>>>

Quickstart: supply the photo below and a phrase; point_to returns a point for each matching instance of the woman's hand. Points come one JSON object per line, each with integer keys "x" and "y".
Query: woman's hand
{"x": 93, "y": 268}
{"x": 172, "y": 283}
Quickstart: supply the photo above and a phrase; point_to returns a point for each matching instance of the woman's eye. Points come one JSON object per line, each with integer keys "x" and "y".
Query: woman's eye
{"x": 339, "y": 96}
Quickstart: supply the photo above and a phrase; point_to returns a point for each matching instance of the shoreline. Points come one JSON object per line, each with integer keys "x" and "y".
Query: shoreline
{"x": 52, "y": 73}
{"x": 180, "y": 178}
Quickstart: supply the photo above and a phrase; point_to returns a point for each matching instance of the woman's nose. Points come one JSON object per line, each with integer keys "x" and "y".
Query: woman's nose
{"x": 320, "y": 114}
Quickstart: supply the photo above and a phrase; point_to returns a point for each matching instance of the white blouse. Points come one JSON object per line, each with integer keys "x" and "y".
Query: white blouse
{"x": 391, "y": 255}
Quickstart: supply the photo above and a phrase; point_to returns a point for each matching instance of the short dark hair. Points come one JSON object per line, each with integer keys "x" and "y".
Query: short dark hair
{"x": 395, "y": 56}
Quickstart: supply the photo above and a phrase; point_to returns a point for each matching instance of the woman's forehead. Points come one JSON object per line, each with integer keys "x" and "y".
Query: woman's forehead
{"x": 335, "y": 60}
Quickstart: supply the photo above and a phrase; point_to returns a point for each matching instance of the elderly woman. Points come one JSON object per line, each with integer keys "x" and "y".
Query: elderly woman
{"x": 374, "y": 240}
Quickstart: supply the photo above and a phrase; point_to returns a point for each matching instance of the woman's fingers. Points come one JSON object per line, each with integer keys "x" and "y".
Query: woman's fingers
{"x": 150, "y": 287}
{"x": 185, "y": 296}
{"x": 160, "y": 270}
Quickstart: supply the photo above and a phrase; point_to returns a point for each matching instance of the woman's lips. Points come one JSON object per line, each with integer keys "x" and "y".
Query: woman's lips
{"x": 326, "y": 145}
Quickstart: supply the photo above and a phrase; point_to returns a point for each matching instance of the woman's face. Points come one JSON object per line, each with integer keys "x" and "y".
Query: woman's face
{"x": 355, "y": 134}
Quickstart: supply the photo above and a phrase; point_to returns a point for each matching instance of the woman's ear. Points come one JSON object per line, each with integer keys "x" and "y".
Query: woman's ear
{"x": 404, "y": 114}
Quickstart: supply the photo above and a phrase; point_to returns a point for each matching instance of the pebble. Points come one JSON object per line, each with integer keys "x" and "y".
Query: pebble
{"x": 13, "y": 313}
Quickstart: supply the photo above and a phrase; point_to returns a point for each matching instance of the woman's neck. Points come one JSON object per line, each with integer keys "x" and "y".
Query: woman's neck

<<<
>>>

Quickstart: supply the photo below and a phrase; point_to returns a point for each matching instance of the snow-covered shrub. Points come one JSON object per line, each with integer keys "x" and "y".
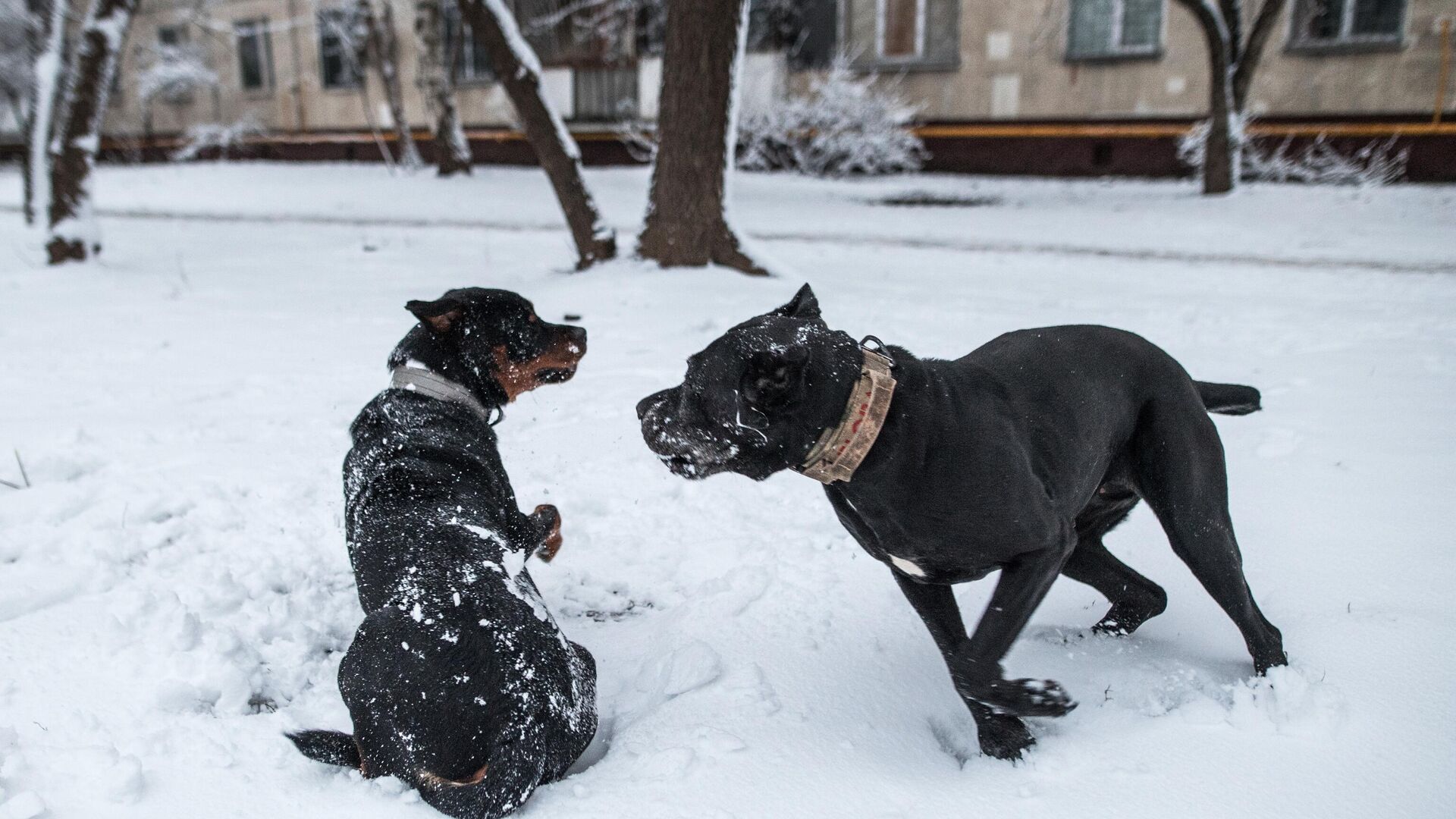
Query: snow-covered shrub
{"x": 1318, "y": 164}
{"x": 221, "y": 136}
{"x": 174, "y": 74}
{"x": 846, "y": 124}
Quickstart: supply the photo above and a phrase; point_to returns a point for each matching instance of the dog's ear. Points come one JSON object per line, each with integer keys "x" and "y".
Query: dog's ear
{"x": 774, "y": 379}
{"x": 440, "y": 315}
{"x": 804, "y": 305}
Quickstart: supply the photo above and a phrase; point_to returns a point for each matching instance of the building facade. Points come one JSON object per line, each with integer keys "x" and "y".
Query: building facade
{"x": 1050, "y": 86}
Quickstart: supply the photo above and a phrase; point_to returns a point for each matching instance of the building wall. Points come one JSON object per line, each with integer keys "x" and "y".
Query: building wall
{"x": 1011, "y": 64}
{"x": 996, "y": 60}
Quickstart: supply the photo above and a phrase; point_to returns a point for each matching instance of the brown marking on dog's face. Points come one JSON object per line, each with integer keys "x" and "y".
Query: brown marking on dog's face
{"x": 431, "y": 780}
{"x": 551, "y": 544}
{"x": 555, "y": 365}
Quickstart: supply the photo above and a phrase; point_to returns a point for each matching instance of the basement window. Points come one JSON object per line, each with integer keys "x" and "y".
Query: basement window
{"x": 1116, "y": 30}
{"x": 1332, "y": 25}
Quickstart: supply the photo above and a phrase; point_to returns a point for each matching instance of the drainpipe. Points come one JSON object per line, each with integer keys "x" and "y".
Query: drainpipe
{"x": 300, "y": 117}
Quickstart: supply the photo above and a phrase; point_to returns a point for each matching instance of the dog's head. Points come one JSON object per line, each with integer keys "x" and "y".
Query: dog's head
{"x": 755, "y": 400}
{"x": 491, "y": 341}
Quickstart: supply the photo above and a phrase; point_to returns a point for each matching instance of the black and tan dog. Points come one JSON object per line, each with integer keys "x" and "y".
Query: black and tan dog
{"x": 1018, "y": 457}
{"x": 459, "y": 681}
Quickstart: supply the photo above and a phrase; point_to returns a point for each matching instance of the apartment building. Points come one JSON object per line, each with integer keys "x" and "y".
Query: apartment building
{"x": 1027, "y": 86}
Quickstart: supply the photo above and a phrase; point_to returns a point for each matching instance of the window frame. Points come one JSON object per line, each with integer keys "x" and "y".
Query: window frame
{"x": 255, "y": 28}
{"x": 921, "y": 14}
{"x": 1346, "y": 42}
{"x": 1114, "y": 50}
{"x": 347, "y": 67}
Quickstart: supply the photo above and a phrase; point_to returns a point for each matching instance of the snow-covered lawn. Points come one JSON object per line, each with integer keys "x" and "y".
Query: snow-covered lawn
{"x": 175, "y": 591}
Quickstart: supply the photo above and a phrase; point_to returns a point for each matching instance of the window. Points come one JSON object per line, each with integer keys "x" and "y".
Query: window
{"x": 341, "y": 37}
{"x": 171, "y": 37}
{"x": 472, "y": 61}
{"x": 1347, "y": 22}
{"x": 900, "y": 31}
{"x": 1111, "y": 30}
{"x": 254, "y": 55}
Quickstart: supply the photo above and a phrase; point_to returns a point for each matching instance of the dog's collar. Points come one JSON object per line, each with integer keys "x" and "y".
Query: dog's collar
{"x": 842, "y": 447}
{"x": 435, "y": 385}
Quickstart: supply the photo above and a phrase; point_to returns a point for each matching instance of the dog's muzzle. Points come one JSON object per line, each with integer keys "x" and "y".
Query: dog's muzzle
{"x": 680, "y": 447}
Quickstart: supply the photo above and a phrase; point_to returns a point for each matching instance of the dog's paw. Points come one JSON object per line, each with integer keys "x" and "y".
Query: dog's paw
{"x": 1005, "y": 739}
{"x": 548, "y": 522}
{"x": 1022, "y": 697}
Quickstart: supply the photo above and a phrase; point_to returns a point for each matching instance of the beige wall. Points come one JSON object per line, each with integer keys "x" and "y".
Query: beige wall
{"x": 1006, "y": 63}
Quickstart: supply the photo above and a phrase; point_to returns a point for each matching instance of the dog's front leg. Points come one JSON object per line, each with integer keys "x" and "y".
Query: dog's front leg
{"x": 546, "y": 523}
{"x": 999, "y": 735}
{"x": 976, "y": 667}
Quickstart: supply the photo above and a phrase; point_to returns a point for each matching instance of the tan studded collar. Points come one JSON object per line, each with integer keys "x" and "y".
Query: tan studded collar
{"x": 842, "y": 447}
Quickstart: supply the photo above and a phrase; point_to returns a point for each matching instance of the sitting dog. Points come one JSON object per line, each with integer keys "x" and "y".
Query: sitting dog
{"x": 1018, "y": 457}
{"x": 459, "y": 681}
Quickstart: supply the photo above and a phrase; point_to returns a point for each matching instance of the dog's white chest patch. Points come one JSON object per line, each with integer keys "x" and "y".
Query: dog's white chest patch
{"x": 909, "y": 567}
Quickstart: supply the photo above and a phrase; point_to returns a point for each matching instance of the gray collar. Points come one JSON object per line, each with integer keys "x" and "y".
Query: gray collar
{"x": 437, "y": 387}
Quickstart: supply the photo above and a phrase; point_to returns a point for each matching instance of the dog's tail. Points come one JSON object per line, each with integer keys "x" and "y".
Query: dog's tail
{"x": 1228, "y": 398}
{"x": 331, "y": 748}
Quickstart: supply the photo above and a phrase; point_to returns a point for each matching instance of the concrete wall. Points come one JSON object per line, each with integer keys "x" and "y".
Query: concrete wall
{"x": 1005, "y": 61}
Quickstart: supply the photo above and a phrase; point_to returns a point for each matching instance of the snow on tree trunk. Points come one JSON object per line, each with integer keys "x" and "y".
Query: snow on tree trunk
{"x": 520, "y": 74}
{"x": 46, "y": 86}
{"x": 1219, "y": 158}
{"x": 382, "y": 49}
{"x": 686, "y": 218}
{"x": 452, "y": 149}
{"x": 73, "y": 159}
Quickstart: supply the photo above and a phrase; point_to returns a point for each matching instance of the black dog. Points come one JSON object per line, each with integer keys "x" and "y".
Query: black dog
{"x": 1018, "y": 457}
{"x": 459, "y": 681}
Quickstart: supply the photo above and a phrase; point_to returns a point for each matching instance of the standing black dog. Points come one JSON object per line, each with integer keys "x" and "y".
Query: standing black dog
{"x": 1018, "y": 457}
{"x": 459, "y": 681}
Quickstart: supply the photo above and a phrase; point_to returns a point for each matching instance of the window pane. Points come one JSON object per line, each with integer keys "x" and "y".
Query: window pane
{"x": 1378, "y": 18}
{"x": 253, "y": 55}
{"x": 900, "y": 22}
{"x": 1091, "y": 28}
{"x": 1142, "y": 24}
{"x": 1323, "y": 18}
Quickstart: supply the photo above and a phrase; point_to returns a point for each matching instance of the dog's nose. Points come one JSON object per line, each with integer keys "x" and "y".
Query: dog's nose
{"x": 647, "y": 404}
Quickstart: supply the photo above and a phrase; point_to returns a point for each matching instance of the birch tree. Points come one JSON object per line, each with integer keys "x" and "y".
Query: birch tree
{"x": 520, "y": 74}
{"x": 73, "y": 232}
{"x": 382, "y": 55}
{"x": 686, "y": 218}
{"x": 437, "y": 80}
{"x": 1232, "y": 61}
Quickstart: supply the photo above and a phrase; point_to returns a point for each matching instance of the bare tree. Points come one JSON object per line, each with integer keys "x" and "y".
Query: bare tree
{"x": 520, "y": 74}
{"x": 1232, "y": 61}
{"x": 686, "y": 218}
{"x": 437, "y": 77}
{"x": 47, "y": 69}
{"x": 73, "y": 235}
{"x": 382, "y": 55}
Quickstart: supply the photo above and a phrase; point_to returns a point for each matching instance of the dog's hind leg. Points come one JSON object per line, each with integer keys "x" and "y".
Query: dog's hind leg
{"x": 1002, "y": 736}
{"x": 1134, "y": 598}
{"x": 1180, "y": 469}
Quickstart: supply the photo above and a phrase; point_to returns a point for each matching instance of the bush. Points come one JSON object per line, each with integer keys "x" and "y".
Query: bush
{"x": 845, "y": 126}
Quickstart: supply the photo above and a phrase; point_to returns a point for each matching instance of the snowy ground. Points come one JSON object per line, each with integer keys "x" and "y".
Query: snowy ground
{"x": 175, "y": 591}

<<<
>>>

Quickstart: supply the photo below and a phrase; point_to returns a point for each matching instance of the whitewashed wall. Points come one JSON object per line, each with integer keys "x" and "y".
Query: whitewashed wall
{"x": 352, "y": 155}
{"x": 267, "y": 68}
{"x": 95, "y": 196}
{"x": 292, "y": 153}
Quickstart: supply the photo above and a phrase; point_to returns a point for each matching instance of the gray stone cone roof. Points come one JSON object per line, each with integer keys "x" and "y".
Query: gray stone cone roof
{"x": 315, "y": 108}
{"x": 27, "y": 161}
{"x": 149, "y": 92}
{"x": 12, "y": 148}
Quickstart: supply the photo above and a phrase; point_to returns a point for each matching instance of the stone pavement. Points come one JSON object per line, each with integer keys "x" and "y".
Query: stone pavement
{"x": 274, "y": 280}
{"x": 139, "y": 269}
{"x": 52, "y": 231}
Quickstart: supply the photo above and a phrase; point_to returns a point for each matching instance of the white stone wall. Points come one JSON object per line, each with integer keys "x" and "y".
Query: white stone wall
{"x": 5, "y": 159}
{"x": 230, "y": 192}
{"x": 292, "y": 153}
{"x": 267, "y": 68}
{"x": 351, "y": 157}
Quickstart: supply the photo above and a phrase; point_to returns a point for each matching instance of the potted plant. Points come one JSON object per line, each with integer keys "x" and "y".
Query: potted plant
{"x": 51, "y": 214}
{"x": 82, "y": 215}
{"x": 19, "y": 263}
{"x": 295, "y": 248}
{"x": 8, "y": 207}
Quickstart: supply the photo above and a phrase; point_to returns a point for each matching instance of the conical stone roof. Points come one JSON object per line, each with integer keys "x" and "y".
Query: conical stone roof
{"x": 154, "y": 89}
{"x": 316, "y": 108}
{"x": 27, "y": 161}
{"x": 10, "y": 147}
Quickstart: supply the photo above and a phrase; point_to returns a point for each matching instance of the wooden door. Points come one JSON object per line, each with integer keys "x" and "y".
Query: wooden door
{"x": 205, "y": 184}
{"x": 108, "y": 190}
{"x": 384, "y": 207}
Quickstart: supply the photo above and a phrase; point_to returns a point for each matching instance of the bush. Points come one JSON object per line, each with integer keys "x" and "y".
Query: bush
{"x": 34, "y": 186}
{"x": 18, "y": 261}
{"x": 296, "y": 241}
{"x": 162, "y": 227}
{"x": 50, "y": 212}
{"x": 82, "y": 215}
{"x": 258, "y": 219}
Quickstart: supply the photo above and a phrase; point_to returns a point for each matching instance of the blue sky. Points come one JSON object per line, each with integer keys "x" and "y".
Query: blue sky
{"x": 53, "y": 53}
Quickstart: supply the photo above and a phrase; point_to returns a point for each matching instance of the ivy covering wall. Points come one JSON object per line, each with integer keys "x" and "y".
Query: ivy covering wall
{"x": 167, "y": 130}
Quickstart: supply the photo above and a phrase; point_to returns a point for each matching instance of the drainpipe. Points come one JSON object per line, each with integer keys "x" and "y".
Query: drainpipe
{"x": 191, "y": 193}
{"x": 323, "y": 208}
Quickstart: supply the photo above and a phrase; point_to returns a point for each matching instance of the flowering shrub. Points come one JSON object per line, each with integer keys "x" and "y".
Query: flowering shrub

<<<

## Aim of the exercise
Could you set down, word for word, only the lines above from the line with "the woman's hand." to the line with "of the shoreline.", including both?

## Answer space
Quickstart: supply the photo below and a phrase; point_to returns a point for each matching instance of the woman's hand. Points come one JSON object per line, each with integer keys "x" and "y".
Query: woman's hand
{"x": 93, "y": 268}
{"x": 172, "y": 283}
Quickstart: supply the photo above and a phrase; point_to returns a point for each matching instance of the woman's eye. Points come one JSON object per line, each with integer keys "x" and "y".
Query: woman's eye
{"x": 339, "y": 96}
Quickstart: supply the photo above and a phrase; point_to returns a point for each matching instance of the shoreline. Points come one JSON object per line, each with integer keys "x" and "y".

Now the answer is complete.